Excerpt ::
----

Swedish finance minister: voters may have to accept falling real wages

Speaking at a seminar on Sweden’s economic situation hosted by Swedbank, Mikael Damberg agreed that the coming campaign would be a so-called plånboksval, or “pocketbook election”, where rising costs and falling spending power are the dominant issue, but he said he thought this would benefit rather than harm the Social Democrats. 

“Economic issues will be very important,” he told The Local, “and I think people will think about who will be best in charge of the public finances, and who has been in government and handled tough situations, and I think that Magdalena Andersson, as the Prime Minister with seven years as Minister of Finance, is the right woman to lead Sweden in these difficult times.”

His worry, he said, was that Sweden’s political parties would respond to inflation levels of close to eight percent by promising voters subsidies and cash transfers to make up for rising prices, which if implemented would then risk fuelling an inflationary spiral.

----

Give the passage of the Swedish finance minister excerpt again, starting at "Swedish finance minister: voters" and ending at "the Social Democrats.", but switch "seminar" to "conference".

----

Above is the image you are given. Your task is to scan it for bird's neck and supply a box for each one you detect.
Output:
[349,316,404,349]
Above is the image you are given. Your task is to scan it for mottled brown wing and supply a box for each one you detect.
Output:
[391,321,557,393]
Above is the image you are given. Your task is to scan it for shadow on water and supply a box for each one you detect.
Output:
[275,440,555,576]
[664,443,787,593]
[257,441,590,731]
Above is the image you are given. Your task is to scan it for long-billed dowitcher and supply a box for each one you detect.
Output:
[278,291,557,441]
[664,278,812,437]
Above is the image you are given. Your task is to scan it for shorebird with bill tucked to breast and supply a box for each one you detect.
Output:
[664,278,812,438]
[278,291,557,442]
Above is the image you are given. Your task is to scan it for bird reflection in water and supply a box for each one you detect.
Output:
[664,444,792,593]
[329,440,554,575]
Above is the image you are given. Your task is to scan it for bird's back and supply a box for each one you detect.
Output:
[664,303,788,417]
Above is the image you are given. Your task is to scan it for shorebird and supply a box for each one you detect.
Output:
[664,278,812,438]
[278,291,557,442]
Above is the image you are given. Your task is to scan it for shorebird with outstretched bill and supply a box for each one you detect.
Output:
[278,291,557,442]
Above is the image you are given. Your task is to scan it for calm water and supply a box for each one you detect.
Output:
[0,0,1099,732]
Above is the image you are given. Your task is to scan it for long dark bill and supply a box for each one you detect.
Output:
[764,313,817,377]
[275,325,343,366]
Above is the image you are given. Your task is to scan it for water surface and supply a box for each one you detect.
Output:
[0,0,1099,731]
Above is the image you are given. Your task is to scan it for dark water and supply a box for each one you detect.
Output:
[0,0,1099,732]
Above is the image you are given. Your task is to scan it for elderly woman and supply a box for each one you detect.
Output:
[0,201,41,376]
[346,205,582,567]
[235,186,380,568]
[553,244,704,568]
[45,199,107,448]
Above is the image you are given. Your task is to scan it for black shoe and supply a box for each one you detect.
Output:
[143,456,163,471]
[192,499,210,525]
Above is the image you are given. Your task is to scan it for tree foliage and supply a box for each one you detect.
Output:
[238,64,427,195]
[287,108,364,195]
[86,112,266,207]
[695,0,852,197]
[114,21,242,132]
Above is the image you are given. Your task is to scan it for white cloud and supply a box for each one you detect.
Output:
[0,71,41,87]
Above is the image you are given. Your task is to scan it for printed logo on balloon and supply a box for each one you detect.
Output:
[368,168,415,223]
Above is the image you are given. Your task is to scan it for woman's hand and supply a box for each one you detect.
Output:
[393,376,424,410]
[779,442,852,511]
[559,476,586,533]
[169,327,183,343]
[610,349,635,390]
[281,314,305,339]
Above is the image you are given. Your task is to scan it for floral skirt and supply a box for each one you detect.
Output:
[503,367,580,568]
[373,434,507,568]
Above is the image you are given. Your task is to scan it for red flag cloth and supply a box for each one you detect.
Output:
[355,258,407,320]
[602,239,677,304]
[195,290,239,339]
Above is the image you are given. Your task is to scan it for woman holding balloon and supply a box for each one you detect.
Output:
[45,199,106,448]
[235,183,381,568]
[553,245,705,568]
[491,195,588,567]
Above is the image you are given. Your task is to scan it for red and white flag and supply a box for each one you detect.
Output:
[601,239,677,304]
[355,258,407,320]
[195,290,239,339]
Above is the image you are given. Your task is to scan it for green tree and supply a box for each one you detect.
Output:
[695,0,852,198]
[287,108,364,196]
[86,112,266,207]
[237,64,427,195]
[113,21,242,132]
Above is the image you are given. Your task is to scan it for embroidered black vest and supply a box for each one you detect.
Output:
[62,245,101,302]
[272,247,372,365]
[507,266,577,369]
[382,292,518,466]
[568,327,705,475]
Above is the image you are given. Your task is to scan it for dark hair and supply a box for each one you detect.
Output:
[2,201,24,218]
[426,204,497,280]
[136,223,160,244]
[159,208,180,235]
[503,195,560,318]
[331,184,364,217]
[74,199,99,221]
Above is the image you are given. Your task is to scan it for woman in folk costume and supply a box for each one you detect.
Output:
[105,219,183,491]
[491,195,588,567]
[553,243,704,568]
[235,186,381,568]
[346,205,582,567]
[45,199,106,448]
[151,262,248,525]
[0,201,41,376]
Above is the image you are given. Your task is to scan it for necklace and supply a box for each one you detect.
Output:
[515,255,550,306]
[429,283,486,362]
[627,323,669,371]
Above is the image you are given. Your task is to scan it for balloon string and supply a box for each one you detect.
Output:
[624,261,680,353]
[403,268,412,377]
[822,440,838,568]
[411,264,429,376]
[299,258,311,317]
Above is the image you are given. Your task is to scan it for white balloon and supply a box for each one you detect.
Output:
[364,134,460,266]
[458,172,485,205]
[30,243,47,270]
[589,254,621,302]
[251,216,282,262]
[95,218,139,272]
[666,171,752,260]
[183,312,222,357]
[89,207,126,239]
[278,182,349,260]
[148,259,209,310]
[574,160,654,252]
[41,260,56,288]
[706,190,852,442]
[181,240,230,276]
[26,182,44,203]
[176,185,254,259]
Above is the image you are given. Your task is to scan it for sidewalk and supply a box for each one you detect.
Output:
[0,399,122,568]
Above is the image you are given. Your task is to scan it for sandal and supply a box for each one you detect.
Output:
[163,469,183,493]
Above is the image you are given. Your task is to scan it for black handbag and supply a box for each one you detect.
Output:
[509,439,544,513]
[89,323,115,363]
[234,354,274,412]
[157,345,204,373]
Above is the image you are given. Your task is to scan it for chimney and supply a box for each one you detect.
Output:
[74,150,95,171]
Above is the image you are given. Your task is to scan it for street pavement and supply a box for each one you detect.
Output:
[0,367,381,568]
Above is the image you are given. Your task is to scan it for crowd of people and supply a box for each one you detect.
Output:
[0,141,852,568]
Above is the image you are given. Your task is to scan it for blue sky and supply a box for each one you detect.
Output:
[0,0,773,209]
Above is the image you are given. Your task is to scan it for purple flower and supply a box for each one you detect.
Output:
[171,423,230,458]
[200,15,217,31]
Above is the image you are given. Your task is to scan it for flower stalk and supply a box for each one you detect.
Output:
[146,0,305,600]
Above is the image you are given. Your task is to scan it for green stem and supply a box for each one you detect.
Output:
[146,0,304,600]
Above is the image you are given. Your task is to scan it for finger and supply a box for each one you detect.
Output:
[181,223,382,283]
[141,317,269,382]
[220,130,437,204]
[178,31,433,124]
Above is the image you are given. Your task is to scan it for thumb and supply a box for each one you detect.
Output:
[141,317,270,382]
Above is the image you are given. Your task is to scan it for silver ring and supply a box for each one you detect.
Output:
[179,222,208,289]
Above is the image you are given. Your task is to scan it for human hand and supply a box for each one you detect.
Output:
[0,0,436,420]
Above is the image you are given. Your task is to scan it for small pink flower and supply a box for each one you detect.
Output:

----

Answer section ::
Swedish finance minister: voters may have to accept falling real wages

Speaking at a conference on Sweden’s economic situation hosted by Swedbank, Mikael Damberg agreed that the coming campaign would be a so-called plånboksval, or “pocketbook election”, where rising costs and falling spending power are the dominant issue, but he said he thought this would benefit rather than harm the Social Democrats.